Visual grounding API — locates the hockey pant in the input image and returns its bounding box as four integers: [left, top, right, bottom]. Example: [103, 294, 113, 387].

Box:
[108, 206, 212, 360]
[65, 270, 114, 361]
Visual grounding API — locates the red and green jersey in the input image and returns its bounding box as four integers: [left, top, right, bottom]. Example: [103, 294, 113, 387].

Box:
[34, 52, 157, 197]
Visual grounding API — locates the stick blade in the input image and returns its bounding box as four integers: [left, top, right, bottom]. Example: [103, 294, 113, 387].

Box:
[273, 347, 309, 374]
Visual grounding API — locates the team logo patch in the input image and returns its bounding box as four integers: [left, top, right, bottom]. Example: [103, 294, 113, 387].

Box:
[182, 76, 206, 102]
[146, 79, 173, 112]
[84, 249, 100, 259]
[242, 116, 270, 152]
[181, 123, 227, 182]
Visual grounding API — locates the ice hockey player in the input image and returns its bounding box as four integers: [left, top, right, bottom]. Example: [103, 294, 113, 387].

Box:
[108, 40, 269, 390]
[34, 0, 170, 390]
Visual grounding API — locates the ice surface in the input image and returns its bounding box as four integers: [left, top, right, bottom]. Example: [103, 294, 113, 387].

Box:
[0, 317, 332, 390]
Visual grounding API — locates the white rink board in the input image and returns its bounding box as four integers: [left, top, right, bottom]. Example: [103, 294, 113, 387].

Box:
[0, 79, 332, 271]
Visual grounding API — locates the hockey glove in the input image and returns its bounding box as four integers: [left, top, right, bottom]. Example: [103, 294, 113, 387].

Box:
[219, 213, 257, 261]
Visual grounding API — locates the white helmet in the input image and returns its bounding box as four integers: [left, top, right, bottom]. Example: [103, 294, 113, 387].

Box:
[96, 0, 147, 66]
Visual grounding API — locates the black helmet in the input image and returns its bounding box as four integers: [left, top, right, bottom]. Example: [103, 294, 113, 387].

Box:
☆ ☆ ☆ ☆
*Problem description:* Arrange every line of the rows above into a numbered list, omitting all blank lines.

*Correct response:*
1. Visual grounding API — locates the hockey pant in the input image and returns its bounding box as four integers: [left, top, right, bottom]. Example: [103, 294, 113, 387].
2. Box:
3. [108, 206, 212, 360]
4. [65, 270, 114, 361]
5. Visual grounding API — locates the red and green jersey in the input image and returns its bounding box as four integers: [left, top, right, bottom]. Example: [103, 294, 113, 387].
6. Box:
7. [34, 52, 157, 197]
8. Visual grounding API — locates the stick blade in the input image and returns its bounding box as four integers: [left, top, right, bottom]. Example: [103, 294, 113, 387].
9. Box:
10. [273, 347, 309, 374]
11. Visual grounding API — locates the team logo patch in the input image and returns its bounding box as four integers: [left, top, right, bottom]. Example: [103, 294, 113, 387].
12. Box:
13. [182, 76, 206, 102]
14. [146, 79, 173, 112]
15. [84, 249, 100, 259]
16. [242, 116, 270, 152]
17. [181, 123, 227, 182]
18. Visual grounding API — locates the ice hockey player in the input image and returns its bounding box as four integers: [left, top, right, bottom]. Example: [103, 294, 113, 387].
19. Box:
20. [108, 40, 269, 390]
21. [34, 0, 170, 390]
22. Visual grounding API — locates the ice surface in the input image and returns its bounding box as four integers: [left, top, right, bottom]. Example: [103, 294, 113, 387].
23. Box:
24. [0, 317, 332, 390]
25. Visual grounding API — locates the white rink board in the input image and returns its bounding box as four integers: [left, top, right, bottom]. Example: [103, 294, 113, 387].
26. Box:
27. [0, 79, 332, 271]
28. Visual grounding API — locates the hockey glove in the input image and returns its bounding box as four integers: [left, top, right, bottom]. Example: [103, 294, 113, 387].
29. Box:
30. [219, 213, 257, 261]
31. Visual grounding API — locates the white helmet in the input image and returns its bounding box as four integers: [left, top, right, bottom]. Example: [103, 294, 113, 387].
32. Box:
33. [96, 0, 147, 66]
34. Visual grounding API — locates the black helmet in the input image and returns its bounding box as four integers: [left, top, right, bottom]. Example: [103, 294, 113, 387].
35. Box:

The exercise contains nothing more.